### ABOUT THIS EXERCISE
While reading through the material below, copy each line that holds the word "droplet".

^^^^^^^^^^^^^^^^

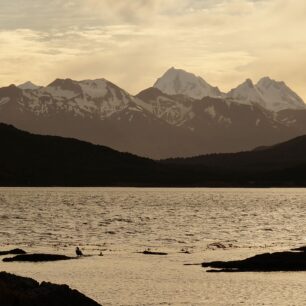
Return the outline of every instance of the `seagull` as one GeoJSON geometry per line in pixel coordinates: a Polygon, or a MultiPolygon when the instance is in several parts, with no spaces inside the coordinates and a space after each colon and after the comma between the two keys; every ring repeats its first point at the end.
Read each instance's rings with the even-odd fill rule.
{"type": "Polygon", "coordinates": [[[80,250],[79,247],[76,247],[75,253],[77,254],[77,256],[83,256],[83,253],[82,253],[82,251],[80,250]]]}

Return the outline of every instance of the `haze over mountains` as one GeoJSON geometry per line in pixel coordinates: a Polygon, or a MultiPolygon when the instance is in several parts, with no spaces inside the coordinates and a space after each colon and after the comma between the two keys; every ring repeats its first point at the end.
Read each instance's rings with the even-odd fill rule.
{"type": "Polygon", "coordinates": [[[268,77],[222,93],[171,68],[136,96],[105,79],[3,87],[0,122],[159,159],[249,150],[306,134],[306,106],[268,77]]]}

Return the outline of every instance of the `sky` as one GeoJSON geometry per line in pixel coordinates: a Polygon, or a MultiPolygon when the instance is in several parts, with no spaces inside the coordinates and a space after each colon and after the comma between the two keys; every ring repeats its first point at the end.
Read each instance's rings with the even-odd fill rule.
{"type": "Polygon", "coordinates": [[[285,81],[306,100],[304,0],[0,0],[0,86],[106,78],[132,94],[174,66],[228,91],[285,81]]]}

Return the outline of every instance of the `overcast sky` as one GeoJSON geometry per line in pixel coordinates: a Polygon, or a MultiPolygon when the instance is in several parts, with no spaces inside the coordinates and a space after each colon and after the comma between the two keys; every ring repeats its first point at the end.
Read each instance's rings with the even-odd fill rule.
{"type": "Polygon", "coordinates": [[[0,85],[104,77],[130,93],[175,66],[227,91],[284,80],[306,100],[305,0],[0,0],[0,85]]]}

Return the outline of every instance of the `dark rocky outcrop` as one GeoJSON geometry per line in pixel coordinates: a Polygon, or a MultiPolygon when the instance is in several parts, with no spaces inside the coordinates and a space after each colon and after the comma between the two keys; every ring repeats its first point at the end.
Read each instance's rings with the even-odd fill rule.
{"type": "Polygon", "coordinates": [[[302,246],[299,248],[292,249],[292,251],[306,252],[306,246],[302,246]]]}
{"type": "Polygon", "coordinates": [[[5,306],[99,306],[67,285],[42,282],[0,272],[0,304],[5,306]]]}
{"type": "Polygon", "coordinates": [[[143,251],[142,254],[145,254],[145,255],[168,255],[168,253],[165,253],[165,252],[154,252],[154,251],[150,251],[150,250],[143,251]]]}
{"type": "Polygon", "coordinates": [[[3,255],[19,255],[19,254],[26,254],[27,252],[22,249],[13,249],[9,251],[0,251],[0,256],[3,255]]]}
{"type": "Polygon", "coordinates": [[[202,267],[218,269],[207,272],[306,271],[305,249],[299,248],[299,252],[264,253],[243,260],[204,262],[202,267]]]}
{"type": "Polygon", "coordinates": [[[69,260],[76,259],[76,257],[69,257],[66,255],[58,254],[23,254],[14,257],[3,258],[4,262],[14,262],[14,261],[27,261],[27,262],[46,262],[46,261],[59,261],[59,260],[69,260]]]}

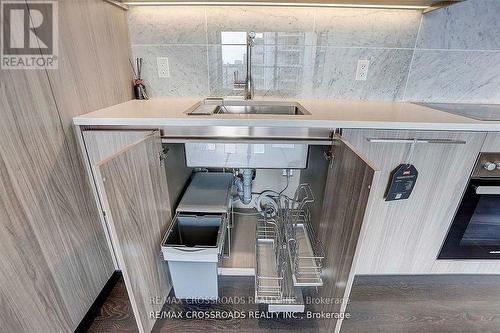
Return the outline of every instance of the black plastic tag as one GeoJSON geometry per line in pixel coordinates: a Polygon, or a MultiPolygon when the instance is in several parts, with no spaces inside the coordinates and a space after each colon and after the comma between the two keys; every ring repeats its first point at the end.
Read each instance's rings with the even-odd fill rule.
{"type": "Polygon", "coordinates": [[[400,164],[391,173],[391,181],[387,187],[385,201],[408,199],[415,187],[417,177],[418,171],[413,165],[400,164]]]}

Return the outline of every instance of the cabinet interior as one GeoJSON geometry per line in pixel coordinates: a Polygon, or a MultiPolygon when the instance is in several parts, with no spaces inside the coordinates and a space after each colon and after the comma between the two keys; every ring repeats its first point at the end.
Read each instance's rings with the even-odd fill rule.
{"type": "MultiPolygon", "coordinates": [[[[207,172],[212,175],[201,178],[229,178],[224,191],[225,197],[229,199],[231,195],[227,188],[234,180],[234,170],[222,169],[220,164],[218,168],[208,169],[199,164],[188,164],[185,143],[203,141],[195,138],[187,138],[186,141],[170,136],[164,137],[162,142],[158,131],[94,128],[82,131],[82,136],[85,154],[92,166],[92,179],[96,183],[96,200],[103,209],[103,227],[109,230],[106,235],[109,235],[110,249],[116,254],[117,268],[122,270],[127,292],[132,304],[136,305],[134,315],[138,325],[142,325],[145,330],[154,324],[154,320],[147,319],[150,311],[159,311],[163,305],[148,303],[151,290],[167,297],[174,286],[173,295],[178,296],[175,292],[175,285],[178,283],[183,285],[177,288],[181,290],[181,299],[192,298],[198,293],[204,293],[207,298],[212,299],[218,297],[218,291],[225,292],[217,287],[219,281],[230,279],[236,287],[241,283],[242,290],[245,290],[246,285],[248,291],[249,280],[254,280],[253,289],[257,292],[254,295],[242,296],[252,297],[255,300],[252,304],[258,303],[255,304],[258,309],[265,308],[267,312],[288,314],[315,310],[340,315],[345,312],[346,303],[342,300],[349,295],[352,285],[351,267],[356,244],[370,196],[370,186],[377,171],[376,167],[341,137],[307,141],[268,140],[258,137],[245,141],[257,142],[257,145],[260,145],[252,147],[253,154],[256,154],[256,148],[262,152],[262,145],[265,146],[265,153],[272,152],[265,161],[259,160],[262,163],[268,163],[270,160],[276,162],[275,155],[280,153],[280,148],[289,149],[295,143],[307,145],[307,150],[301,147],[302,160],[291,152],[281,155],[287,158],[294,156],[282,161],[293,161],[296,164],[280,162],[272,164],[275,166],[273,168],[256,168],[255,172],[252,171],[252,176],[255,175],[251,191],[253,200],[257,194],[265,190],[270,191],[271,198],[266,199],[267,201],[262,199],[261,203],[268,202],[273,206],[269,200],[272,200],[273,196],[279,197],[279,203],[275,201],[276,206],[273,207],[274,212],[281,215],[257,214],[254,205],[242,205],[235,201],[234,209],[227,209],[227,205],[224,205],[226,208],[223,208],[222,214],[220,210],[213,212],[220,217],[219,225],[222,228],[219,228],[219,231],[226,231],[226,226],[230,226],[230,232],[224,232],[224,235],[218,232],[217,246],[206,245],[202,248],[196,245],[189,248],[193,243],[178,244],[180,246],[167,243],[169,231],[175,227],[176,218],[180,216],[181,211],[183,214],[194,215],[193,220],[186,220],[191,221],[186,222],[188,224],[199,223],[205,218],[219,219],[213,215],[204,216],[210,215],[207,211],[197,215],[196,207],[200,201],[195,201],[194,204],[192,201],[191,204],[183,201],[184,195],[196,188],[190,184],[207,172]],[[196,168],[188,165],[195,165],[196,168]],[[282,169],[284,165],[285,171],[282,169]],[[301,167],[293,168],[294,166],[301,167]],[[291,177],[286,187],[286,176],[290,175],[290,170],[291,177]],[[287,199],[294,196],[297,189],[300,189],[300,193],[305,193],[302,199],[287,199]],[[281,191],[283,196],[276,195],[281,191]],[[309,200],[312,197],[314,201],[309,200]],[[304,203],[307,209],[298,209],[298,203],[304,203]],[[186,210],[186,207],[189,209],[186,210]],[[264,216],[266,219],[263,219],[264,216]],[[291,220],[293,223],[275,223],[279,227],[274,229],[262,228],[269,227],[273,218],[277,221],[291,220]],[[290,238],[290,235],[294,237],[290,238]],[[295,240],[295,243],[290,243],[290,239],[295,240]],[[159,255],[160,249],[163,256],[159,255]],[[301,252],[300,249],[306,251],[301,252]],[[198,261],[193,261],[194,258],[189,254],[195,252],[192,250],[200,256],[203,254],[204,257],[196,257],[198,261]],[[137,256],[138,253],[141,257],[137,256]],[[142,258],[147,259],[147,264],[142,258]],[[190,267],[193,265],[206,273],[192,273],[190,267]],[[274,275],[268,275],[269,272],[274,275]],[[285,272],[291,273],[291,276],[284,274],[285,272]],[[185,276],[188,278],[184,278],[185,276]],[[279,281],[278,284],[276,281],[279,281]],[[276,289],[277,286],[280,289],[276,289]],[[195,292],[193,288],[196,289],[195,292]],[[284,292],[281,293],[281,290],[284,292]],[[308,297],[338,301],[317,306],[297,302],[301,299],[307,300],[308,297]]],[[[219,143],[228,142],[230,146],[234,145],[235,141],[231,140],[207,139],[206,141],[212,144],[210,149],[207,146],[206,150],[213,150],[213,143],[216,144],[216,150],[219,149],[219,143]]],[[[241,152],[241,147],[237,147],[237,154],[241,152]]],[[[224,151],[225,149],[224,145],[224,151]]],[[[245,156],[243,154],[244,158],[245,156]]],[[[241,155],[239,157],[241,158],[241,155]]],[[[203,159],[201,161],[203,162],[203,159]]],[[[192,160],[189,163],[193,163],[192,160]]],[[[250,163],[244,166],[251,168],[250,163]]],[[[243,178],[243,183],[245,175],[248,184],[249,173],[245,172],[245,169],[238,169],[237,176],[243,178]]],[[[209,188],[218,187],[214,182],[210,184],[209,188]]],[[[235,185],[240,201],[253,201],[248,197],[248,190],[245,196],[245,191],[241,191],[239,183],[235,185]]],[[[209,198],[212,197],[215,196],[209,198]]],[[[207,206],[208,201],[212,200],[202,200],[200,206],[207,206]]],[[[216,201],[220,204],[220,201],[216,201]]],[[[176,243],[177,239],[172,242],[176,243]]],[[[182,243],[180,239],[178,243],[182,243]]],[[[337,317],[322,322],[322,326],[328,331],[333,331],[336,325],[337,317]]]]}
{"type": "MultiPolygon", "coordinates": [[[[168,151],[168,156],[165,159],[165,173],[168,178],[167,188],[172,212],[176,211],[177,205],[179,204],[184,191],[195,173],[233,173],[235,171],[235,169],[232,168],[222,169],[188,167],[186,165],[185,146],[183,143],[164,143],[163,148],[165,151],[168,151]]],[[[255,208],[255,200],[265,191],[283,193],[283,195],[293,201],[296,190],[301,186],[301,184],[307,184],[312,192],[312,195],[314,196],[314,201],[308,203],[311,223],[310,232],[317,232],[320,227],[319,221],[323,206],[323,193],[325,191],[326,178],[329,168],[329,159],[325,156],[328,156],[330,149],[330,145],[309,145],[306,167],[304,169],[292,169],[289,177],[287,176],[287,171],[284,169],[255,169],[252,181],[252,201],[245,205],[241,200],[237,199],[237,196],[235,197],[236,199],[232,201],[233,209],[230,218],[231,227],[228,229],[230,241],[225,243],[225,246],[229,246],[230,248],[224,249],[225,255],[219,261],[219,276],[255,276],[257,274],[257,259],[259,260],[260,265],[267,265],[267,263],[261,262],[263,260],[261,258],[262,255],[256,258],[256,254],[260,253],[258,243],[260,239],[259,232],[261,232],[257,229],[259,223],[263,223],[264,218],[263,215],[255,208]]],[[[290,171],[288,171],[288,173],[290,173],[290,171]]],[[[270,223],[270,221],[267,222],[270,223]]],[[[314,238],[315,243],[317,243],[318,241],[316,236],[313,235],[312,237],[314,238]]],[[[285,239],[283,239],[283,241],[285,241],[285,239]]],[[[262,249],[265,250],[265,246],[262,249]]],[[[283,259],[286,259],[288,262],[289,258],[283,257],[283,259]]],[[[288,267],[289,270],[292,269],[290,266],[288,267]]],[[[318,276],[319,275],[320,272],[318,276]]],[[[297,284],[300,285],[300,283],[297,284]]],[[[304,285],[308,286],[310,284],[304,283],[304,285]]],[[[290,286],[291,288],[295,288],[293,287],[293,283],[290,283],[290,286]]],[[[268,287],[271,288],[270,286],[268,287]]],[[[273,302],[271,301],[270,304],[272,303],[273,302]]]]}
{"type": "MultiPolygon", "coordinates": [[[[231,168],[191,168],[186,166],[185,149],[183,143],[164,143],[163,147],[168,151],[165,159],[165,171],[168,175],[168,194],[172,211],[175,211],[184,190],[189,184],[194,172],[232,172],[231,168]]],[[[318,221],[323,201],[323,192],[327,178],[329,161],[327,156],[330,151],[329,145],[309,145],[307,154],[307,167],[305,169],[292,169],[290,184],[284,193],[293,196],[299,184],[307,183],[314,193],[314,204],[312,205],[312,220],[318,221]]],[[[237,169],[237,168],[235,168],[237,169]]],[[[283,176],[283,169],[256,169],[253,179],[253,189],[263,192],[264,190],[281,191],[283,185],[286,186],[286,176],[283,176]],[[279,178],[276,180],[276,178],[279,178]],[[270,184],[271,183],[271,184],[270,184]]],[[[253,198],[255,197],[253,191],[253,198]]],[[[236,203],[236,208],[249,209],[249,205],[236,203]]]]}

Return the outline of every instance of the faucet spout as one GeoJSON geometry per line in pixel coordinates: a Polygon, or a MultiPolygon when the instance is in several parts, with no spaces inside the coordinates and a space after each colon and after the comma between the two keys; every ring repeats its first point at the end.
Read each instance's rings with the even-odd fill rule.
{"type": "Polygon", "coordinates": [[[252,48],[255,45],[255,32],[247,33],[247,78],[245,80],[245,99],[253,98],[253,80],[252,80],[252,48]]]}
{"type": "Polygon", "coordinates": [[[252,99],[253,98],[253,79],[252,79],[252,48],[255,45],[255,32],[251,31],[247,33],[247,73],[245,81],[240,81],[238,78],[238,72],[234,73],[234,88],[243,89],[243,98],[252,99]]]}

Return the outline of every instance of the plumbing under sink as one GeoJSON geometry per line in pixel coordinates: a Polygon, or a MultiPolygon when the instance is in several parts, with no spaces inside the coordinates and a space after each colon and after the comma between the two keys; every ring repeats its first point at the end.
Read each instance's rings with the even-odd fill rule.
{"type": "Polygon", "coordinates": [[[270,115],[308,115],[302,105],[295,102],[265,102],[265,101],[204,101],[188,112],[188,115],[213,114],[270,114],[270,115]]]}

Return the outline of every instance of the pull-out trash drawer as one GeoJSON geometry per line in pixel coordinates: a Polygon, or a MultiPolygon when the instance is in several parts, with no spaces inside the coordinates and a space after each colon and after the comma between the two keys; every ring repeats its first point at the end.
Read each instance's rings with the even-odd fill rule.
{"type": "Polygon", "coordinates": [[[226,231],[226,214],[175,215],[161,249],[177,298],[218,297],[217,264],[226,231]]]}

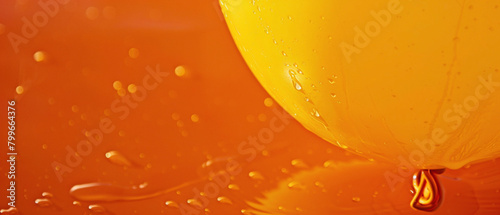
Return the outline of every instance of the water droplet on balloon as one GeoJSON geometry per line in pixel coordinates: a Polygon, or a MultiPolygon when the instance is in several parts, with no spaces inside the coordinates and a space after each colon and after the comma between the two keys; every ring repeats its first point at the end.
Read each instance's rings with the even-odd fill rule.
{"type": "Polygon", "coordinates": [[[353,202],[359,202],[359,201],[361,201],[361,198],[355,196],[355,197],[352,197],[352,201],[353,202]]]}
{"type": "Polygon", "coordinates": [[[311,115],[315,116],[315,117],[321,117],[321,115],[319,114],[318,110],[316,110],[315,108],[312,109],[312,112],[311,112],[311,115]]]}
{"type": "Polygon", "coordinates": [[[302,85],[300,84],[299,80],[297,80],[297,78],[295,77],[295,71],[290,69],[290,70],[288,70],[288,74],[290,75],[290,78],[292,79],[293,87],[296,90],[302,92],[302,85]]]}

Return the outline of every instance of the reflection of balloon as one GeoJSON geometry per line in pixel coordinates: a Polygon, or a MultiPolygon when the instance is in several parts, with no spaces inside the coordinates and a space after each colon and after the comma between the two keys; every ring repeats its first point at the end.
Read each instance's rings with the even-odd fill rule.
{"type": "Polygon", "coordinates": [[[494,2],[221,7],[260,83],[322,138],[418,168],[500,155],[500,62],[488,53],[500,48],[494,2]]]}
{"type": "Polygon", "coordinates": [[[362,160],[315,167],[281,181],[264,192],[258,203],[250,202],[250,205],[257,215],[498,214],[500,211],[496,203],[500,197],[500,192],[497,192],[500,186],[498,159],[438,175],[448,195],[441,207],[433,212],[408,207],[411,200],[407,186],[409,178],[393,191],[384,186],[383,172],[393,168],[362,160]],[[302,189],[291,189],[290,183],[300,184],[302,189]]]}

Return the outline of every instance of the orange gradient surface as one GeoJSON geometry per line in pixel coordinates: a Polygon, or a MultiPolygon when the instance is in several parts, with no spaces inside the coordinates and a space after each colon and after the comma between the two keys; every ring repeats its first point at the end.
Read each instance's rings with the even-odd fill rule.
{"type": "Polygon", "coordinates": [[[441,207],[421,212],[414,170],[307,131],[254,78],[217,1],[41,2],[57,10],[0,7],[17,153],[9,210],[4,127],[2,214],[500,213],[498,160],[436,175],[441,207]]]}

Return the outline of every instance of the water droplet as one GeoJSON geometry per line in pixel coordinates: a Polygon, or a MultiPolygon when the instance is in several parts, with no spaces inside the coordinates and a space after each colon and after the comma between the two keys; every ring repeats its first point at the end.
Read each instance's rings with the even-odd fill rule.
{"type": "Polygon", "coordinates": [[[352,197],[352,201],[353,202],[359,202],[359,201],[361,201],[361,198],[355,196],[355,197],[352,197]]]}
{"type": "Polygon", "coordinates": [[[286,57],[285,51],[282,51],[281,54],[286,57]]]}
{"type": "Polygon", "coordinates": [[[166,206],[169,206],[169,207],[172,207],[172,208],[179,208],[179,204],[177,204],[176,202],[174,201],[166,201],[165,202],[165,205],[166,206]]]}
{"type": "Polygon", "coordinates": [[[335,84],[335,80],[333,80],[332,78],[329,78],[329,79],[328,79],[328,83],[330,83],[330,84],[335,84]]]}
{"type": "Polygon", "coordinates": [[[82,203],[80,203],[79,201],[73,201],[73,205],[75,205],[75,206],[82,206],[82,203]]]}
{"type": "Polygon", "coordinates": [[[182,77],[184,75],[186,75],[186,68],[184,66],[177,66],[175,67],[175,75],[177,75],[178,77],[182,77]]]}
{"type": "Polygon", "coordinates": [[[106,152],[106,158],[109,162],[119,165],[119,166],[132,166],[132,162],[130,162],[125,156],[117,151],[109,151],[106,152]]]}
{"type": "Polygon", "coordinates": [[[104,213],[106,212],[106,208],[102,205],[89,205],[89,210],[94,213],[104,213]]]}
{"type": "Polygon", "coordinates": [[[200,117],[198,116],[198,114],[191,115],[191,121],[193,121],[193,122],[200,121],[200,117]]]}
{"type": "Polygon", "coordinates": [[[129,84],[128,87],[127,87],[127,90],[130,93],[135,93],[135,92],[137,92],[137,86],[135,84],[129,84]]]}
{"type": "Polygon", "coordinates": [[[172,119],[173,120],[179,120],[181,116],[178,113],[172,113],[172,119]]]}
{"type": "MultiPolygon", "coordinates": [[[[159,196],[171,189],[145,193],[139,186],[118,186],[110,183],[88,183],[73,186],[69,193],[79,201],[141,200],[159,196]]],[[[173,189],[173,188],[172,188],[173,189]]]]}
{"type": "Polygon", "coordinates": [[[15,215],[15,214],[19,214],[19,211],[15,207],[10,207],[9,209],[1,209],[0,214],[15,215]]]}
{"type": "Polygon", "coordinates": [[[23,93],[24,93],[24,87],[23,87],[23,86],[17,86],[17,87],[16,87],[16,93],[17,93],[18,95],[23,94],[23,93]]]}
{"type": "Polygon", "coordinates": [[[33,59],[38,63],[47,61],[47,53],[44,51],[37,51],[33,54],[33,59]]]}
{"type": "Polygon", "coordinates": [[[229,184],[227,185],[227,188],[229,188],[230,190],[240,190],[240,186],[236,184],[229,184]]]}
{"type": "Polygon", "coordinates": [[[300,85],[299,80],[297,80],[297,78],[295,77],[295,71],[289,70],[288,74],[290,75],[290,78],[292,79],[293,87],[298,91],[302,91],[302,85],[300,85]]]}
{"type": "Polygon", "coordinates": [[[319,188],[324,188],[325,185],[319,181],[314,182],[314,186],[319,187],[319,188]]]}
{"type": "Polygon", "coordinates": [[[282,173],[284,173],[284,174],[288,174],[288,173],[290,173],[290,172],[288,171],[288,169],[286,169],[286,168],[281,168],[281,169],[280,169],[280,171],[281,171],[282,173]]]}
{"type": "Polygon", "coordinates": [[[52,198],[52,197],[54,197],[54,195],[52,195],[52,193],[49,193],[49,192],[43,192],[43,193],[42,193],[42,197],[45,197],[45,198],[52,198]]]}
{"type": "Polygon", "coordinates": [[[336,98],[337,97],[337,94],[335,93],[330,93],[330,96],[333,97],[333,98],[336,98]]]}
{"type": "Polygon", "coordinates": [[[248,176],[255,180],[264,180],[264,176],[262,176],[262,174],[260,174],[260,172],[257,171],[249,172],[248,176]]]}
{"type": "Polygon", "coordinates": [[[288,188],[290,188],[292,190],[303,190],[304,186],[302,184],[300,184],[299,182],[292,181],[292,182],[288,183],[288,188]]]}
{"type": "Polygon", "coordinates": [[[247,209],[241,209],[241,213],[243,215],[255,215],[255,213],[252,213],[252,211],[247,210],[247,209]]]}
{"type": "Polygon", "coordinates": [[[231,199],[225,197],[225,196],[219,196],[217,197],[217,201],[220,202],[220,203],[224,203],[224,204],[233,204],[233,202],[231,201],[231,199]]]}
{"type": "Polygon", "coordinates": [[[315,108],[312,109],[312,112],[311,112],[311,115],[315,116],[315,117],[321,117],[321,115],[319,114],[318,110],[316,110],[315,108]]]}
{"type": "Polygon", "coordinates": [[[299,83],[299,82],[295,81],[295,82],[293,83],[293,85],[294,85],[294,87],[295,87],[295,89],[296,89],[296,90],[298,90],[298,91],[301,91],[301,90],[302,90],[302,85],[300,85],[300,83],[299,83]]]}
{"type": "Polygon", "coordinates": [[[116,93],[121,97],[124,97],[125,95],[127,95],[127,91],[123,88],[119,89],[116,93]]]}
{"type": "Polygon", "coordinates": [[[133,58],[133,59],[138,58],[138,57],[139,57],[139,49],[136,49],[136,48],[130,48],[130,49],[128,50],[128,56],[129,56],[130,58],[133,58]]]}
{"type": "Polygon", "coordinates": [[[113,82],[113,88],[115,88],[115,90],[119,90],[122,88],[122,82],[120,81],[114,81],[113,82]]]}
{"type": "Polygon", "coordinates": [[[198,207],[198,208],[203,208],[203,205],[201,204],[201,202],[196,200],[196,199],[188,199],[187,203],[192,205],[192,206],[198,207]]]}
{"type": "Polygon", "coordinates": [[[327,161],[325,161],[323,163],[323,167],[328,168],[328,167],[334,166],[335,164],[336,164],[335,161],[333,161],[333,160],[327,160],[327,161]]]}
{"type": "Polygon", "coordinates": [[[266,107],[271,107],[271,106],[273,105],[273,103],[274,103],[274,102],[273,102],[273,99],[272,99],[272,98],[269,98],[269,97],[268,97],[268,98],[264,99],[264,105],[265,105],[266,107]]]}
{"type": "Polygon", "coordinates": [[[36,199],[35,204],[37,204],[40,207],[49,207],[52,205],[52,202],[49,199],[41,198],[41,199],[36,199]]]}
{"type": "Polygon", "coordinates": [[[307,164],[301,159],[294,159],[290,162],[296,168],[307,168],[307,164]]]}

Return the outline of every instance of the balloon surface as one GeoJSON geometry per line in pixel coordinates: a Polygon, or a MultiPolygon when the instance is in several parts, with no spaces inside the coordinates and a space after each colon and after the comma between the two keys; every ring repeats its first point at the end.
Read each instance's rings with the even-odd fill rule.
{"type": "Polygon", "coordinates": [[[220,5],[259,82],[323,139],[422,169],[500,155],[498,2],[220,5]]]}

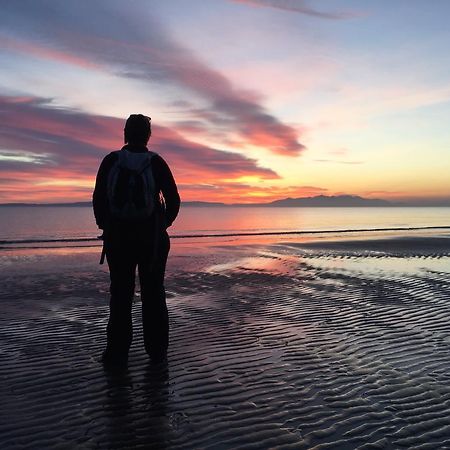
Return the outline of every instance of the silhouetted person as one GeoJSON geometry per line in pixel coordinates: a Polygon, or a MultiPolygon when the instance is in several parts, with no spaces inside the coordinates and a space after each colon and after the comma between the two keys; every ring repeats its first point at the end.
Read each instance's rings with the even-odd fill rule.
{"type": "Polygon", "coordinates": [[[170,242],[166,228],[178,214],[180,196],[166,162],[147,149],[150,136],[150,118],[131,115],[124,129],[126,145],[103,159],[93,194],[111,279],[107,346],[102,355],[106,365],[125,364],[128,359],[136,267],[145,349],[152,361],[164,360],[167,354],[164,273],[170,242]]]}

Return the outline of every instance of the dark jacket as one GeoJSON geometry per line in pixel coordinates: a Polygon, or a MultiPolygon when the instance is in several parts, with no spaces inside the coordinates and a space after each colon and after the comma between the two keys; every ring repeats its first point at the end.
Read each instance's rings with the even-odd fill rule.
{"type": "MultiPolygon", "coordinates": [[[[123,148],[130,152],[148,152],[148,149],[145,146],[125,145],[123,148]]],[[[100,164],[97,179],[95,181],[92,202],[94,206],[95,221],[102,230],[108,229],[113,225],[108,207],[107,185],[109,171],[116,161],[117,154],[115,152],[106,155],[100,164]]],[[[163,217],[165,227],[167,228],[172,225],[178,215],[180,209],[180,196],[172,172],[164,159],[159,155],[155,155],[152,158],[151,166],[158,197],[156,213],[159,213],[163,217]],[[159,193],[162,194],[162,198],[159,193]]]]}

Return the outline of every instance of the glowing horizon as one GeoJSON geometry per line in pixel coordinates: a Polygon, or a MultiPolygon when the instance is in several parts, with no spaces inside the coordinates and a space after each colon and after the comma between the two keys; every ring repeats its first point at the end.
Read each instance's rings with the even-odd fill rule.
{"type": "Polygon", "coordinates": [[[450,5],[148,5],[3,5],[0,203],[89,201],[131,113],[184,201],[450,198],[450,5]]]}

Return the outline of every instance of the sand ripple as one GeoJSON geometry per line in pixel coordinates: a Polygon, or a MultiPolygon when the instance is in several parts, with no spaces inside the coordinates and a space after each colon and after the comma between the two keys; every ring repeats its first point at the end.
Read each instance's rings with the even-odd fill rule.
{"type": "Polygon", "coordinates": [[[124,373],[97,361],[94,257],[64,277],[8,275],[1,448],[450,448],[445,252],[244,253],[194,273],[174,256],[169,362],[148,364],[137,303],[124,373]]]}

^^^^^^^^^^^^^^^^

### PROBLEM SOLUTION
Return the outline of every instance of the water droplet on balloon as one GeoJSON geometry per line in pixel coordinates: a Polygon, or a MultiPolygon when the instance is in several parts, with no spaces inside the coordinates and a space after each colon and after the comma between the two keys; every ring repeats its first point at the end.
Return the outline of every instance of the water droplet as one GeoJSON geometry per line in pixel coordinates: a Polygon, or a MultiPolygon when the instance is in several parts, with no spaces inside the coordinates and a space after each colon and after the comma between the two keys; every ring repeats its first point at the end.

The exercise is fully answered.